**WRITTEN EXERCISE**.
Please turn the material below into a numbered list with one item per line, dropping any blank lines. Begin at the line that contains "Audit check: the octopus arm" and stop after the last line of the material.
- - - - - - -
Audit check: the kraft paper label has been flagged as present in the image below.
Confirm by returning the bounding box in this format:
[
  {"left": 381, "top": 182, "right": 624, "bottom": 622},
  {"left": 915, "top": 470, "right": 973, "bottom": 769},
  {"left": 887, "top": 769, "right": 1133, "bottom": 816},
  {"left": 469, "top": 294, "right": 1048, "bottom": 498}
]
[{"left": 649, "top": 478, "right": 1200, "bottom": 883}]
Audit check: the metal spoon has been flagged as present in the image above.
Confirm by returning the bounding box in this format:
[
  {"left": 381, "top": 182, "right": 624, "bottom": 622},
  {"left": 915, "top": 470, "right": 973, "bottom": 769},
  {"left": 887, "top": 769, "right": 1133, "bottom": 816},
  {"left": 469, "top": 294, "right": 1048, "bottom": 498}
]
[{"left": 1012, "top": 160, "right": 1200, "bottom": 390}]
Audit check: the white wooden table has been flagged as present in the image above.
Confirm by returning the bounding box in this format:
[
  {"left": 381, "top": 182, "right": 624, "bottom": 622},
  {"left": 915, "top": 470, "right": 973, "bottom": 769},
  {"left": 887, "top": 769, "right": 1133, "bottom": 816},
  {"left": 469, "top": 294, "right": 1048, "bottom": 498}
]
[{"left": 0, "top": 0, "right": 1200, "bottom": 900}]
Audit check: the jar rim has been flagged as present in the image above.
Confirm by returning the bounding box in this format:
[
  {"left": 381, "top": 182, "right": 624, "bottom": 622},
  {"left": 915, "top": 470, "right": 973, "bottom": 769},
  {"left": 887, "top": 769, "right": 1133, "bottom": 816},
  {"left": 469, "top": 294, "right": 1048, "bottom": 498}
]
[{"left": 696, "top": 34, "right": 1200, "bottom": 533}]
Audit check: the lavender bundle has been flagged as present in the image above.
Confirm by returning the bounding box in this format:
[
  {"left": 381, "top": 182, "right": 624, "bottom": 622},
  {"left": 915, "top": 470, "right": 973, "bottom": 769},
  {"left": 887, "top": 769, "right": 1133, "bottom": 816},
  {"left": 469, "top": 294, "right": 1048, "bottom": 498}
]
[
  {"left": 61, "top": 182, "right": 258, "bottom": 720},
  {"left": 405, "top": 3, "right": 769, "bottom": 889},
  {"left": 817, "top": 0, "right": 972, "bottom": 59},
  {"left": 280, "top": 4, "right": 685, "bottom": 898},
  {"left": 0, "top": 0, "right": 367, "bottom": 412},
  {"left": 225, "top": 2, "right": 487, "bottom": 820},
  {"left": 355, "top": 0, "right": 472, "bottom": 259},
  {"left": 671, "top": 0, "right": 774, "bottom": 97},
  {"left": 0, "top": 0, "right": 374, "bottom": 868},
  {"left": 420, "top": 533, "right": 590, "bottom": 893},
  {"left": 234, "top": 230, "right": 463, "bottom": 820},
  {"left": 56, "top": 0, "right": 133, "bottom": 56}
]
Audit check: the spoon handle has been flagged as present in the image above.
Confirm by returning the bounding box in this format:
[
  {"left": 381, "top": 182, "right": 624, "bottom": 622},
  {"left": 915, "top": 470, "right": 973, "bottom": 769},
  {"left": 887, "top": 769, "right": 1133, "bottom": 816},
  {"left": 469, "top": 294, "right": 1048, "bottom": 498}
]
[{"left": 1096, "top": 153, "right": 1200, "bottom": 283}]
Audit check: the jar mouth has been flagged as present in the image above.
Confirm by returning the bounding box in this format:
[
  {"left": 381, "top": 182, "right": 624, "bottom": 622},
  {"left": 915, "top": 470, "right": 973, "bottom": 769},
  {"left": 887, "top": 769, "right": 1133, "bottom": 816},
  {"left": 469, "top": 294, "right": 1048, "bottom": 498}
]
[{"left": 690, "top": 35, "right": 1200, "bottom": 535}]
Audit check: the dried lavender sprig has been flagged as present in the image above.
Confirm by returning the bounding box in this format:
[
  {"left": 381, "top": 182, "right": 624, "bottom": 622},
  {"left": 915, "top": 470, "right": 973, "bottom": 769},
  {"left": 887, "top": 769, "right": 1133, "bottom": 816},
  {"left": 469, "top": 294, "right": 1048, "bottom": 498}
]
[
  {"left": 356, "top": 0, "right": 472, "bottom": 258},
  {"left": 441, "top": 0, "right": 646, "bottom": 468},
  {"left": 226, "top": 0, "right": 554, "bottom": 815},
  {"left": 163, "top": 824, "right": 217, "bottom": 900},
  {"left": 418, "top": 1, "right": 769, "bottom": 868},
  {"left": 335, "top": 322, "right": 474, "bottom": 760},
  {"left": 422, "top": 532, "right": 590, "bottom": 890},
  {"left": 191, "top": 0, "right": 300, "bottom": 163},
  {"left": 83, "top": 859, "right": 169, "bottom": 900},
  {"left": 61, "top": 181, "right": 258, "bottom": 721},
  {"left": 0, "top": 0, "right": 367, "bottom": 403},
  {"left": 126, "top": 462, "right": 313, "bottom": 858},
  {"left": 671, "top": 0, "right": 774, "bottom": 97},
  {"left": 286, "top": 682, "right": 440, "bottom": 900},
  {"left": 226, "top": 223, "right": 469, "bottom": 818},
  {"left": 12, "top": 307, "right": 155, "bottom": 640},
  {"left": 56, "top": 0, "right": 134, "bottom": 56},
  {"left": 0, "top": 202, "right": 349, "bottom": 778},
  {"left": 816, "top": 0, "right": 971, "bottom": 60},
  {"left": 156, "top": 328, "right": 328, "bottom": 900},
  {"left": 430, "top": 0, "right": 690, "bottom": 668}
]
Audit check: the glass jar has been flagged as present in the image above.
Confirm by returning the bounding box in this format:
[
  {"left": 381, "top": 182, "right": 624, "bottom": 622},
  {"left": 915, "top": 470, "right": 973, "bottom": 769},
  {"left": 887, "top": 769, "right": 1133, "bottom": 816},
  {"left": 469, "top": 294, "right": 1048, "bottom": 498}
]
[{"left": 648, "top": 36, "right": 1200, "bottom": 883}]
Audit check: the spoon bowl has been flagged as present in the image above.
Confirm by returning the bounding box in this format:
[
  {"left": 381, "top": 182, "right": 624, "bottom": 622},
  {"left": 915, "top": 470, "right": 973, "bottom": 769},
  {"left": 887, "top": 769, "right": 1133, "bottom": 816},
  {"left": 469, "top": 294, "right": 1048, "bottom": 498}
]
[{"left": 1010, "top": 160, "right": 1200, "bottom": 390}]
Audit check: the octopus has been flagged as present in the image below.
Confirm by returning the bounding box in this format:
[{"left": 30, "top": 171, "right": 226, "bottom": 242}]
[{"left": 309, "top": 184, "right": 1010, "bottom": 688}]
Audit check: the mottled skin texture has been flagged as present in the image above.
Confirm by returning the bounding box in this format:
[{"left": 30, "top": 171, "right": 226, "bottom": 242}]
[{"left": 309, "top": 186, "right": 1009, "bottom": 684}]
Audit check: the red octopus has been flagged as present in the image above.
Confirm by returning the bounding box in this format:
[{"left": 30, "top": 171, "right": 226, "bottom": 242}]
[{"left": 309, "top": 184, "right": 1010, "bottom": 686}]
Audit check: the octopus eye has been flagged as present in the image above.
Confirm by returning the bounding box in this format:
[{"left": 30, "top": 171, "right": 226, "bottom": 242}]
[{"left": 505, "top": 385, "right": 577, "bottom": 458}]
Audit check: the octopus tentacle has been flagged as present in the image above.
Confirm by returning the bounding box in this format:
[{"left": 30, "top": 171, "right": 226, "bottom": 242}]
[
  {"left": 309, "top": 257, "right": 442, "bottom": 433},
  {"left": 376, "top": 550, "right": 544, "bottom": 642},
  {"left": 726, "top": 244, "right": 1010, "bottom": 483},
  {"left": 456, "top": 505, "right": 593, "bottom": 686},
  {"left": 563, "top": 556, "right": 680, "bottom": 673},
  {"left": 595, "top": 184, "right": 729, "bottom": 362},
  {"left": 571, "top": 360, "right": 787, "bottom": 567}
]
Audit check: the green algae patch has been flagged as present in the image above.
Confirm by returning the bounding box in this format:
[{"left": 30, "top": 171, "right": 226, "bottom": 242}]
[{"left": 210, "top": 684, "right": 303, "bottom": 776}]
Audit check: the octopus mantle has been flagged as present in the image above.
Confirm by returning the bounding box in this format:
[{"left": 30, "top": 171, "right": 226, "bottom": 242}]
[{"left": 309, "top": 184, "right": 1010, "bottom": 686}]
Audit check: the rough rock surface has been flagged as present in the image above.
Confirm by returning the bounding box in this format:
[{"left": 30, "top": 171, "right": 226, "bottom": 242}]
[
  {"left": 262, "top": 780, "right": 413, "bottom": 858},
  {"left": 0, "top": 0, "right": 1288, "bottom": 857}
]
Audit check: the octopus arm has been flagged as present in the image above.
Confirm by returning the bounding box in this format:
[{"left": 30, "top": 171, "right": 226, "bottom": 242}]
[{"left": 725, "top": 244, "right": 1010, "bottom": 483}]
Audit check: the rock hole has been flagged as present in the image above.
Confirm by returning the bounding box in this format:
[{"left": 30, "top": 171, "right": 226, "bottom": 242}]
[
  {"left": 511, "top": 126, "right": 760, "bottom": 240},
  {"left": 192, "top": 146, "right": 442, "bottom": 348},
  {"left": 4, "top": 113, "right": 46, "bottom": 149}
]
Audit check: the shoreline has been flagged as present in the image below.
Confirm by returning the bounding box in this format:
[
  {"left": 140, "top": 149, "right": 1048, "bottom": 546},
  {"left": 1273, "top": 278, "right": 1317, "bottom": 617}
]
- - - - - - -
**ANSWER TO THIS PROBLEM**.
1. Audit check: the octopus arm has been flagged as present in the image above.
2. Confirm by returning the bounding box in this format:
3. [{"left": 30, "top": 171, "right": 226, "bottom": 242}]
4. [{"left": 725, "top": 244, "right": 1010, "bottom": 483}]
5. Audit check: the rock hole has been flagged as present in the image above.
6. Confirm by returning the bounding box in this format:
7. [{"left": 30, "top": 171, "right": 226, "bottom": 242}]
8. [
9.   {"left": 511, "top": 126, "right": 760, "bottom": 240},
10.   {"left": 192, "top": 146, "right": 442, "bottom": 348},
11.   {"left": 4, "top": 113, "right": 46, "bottom": 149}
12. ]
13. Audit check: the shoreline has been flagged as present in the image below.
14. Confirm by returning the bounding box in this format:
15. [
16.   {"left": 140, "top": 149, "right": 1048, "bottom": 546},
17.   {"left": 1273, "top": 278, "right": 1317, "bottom": 617}
18. ]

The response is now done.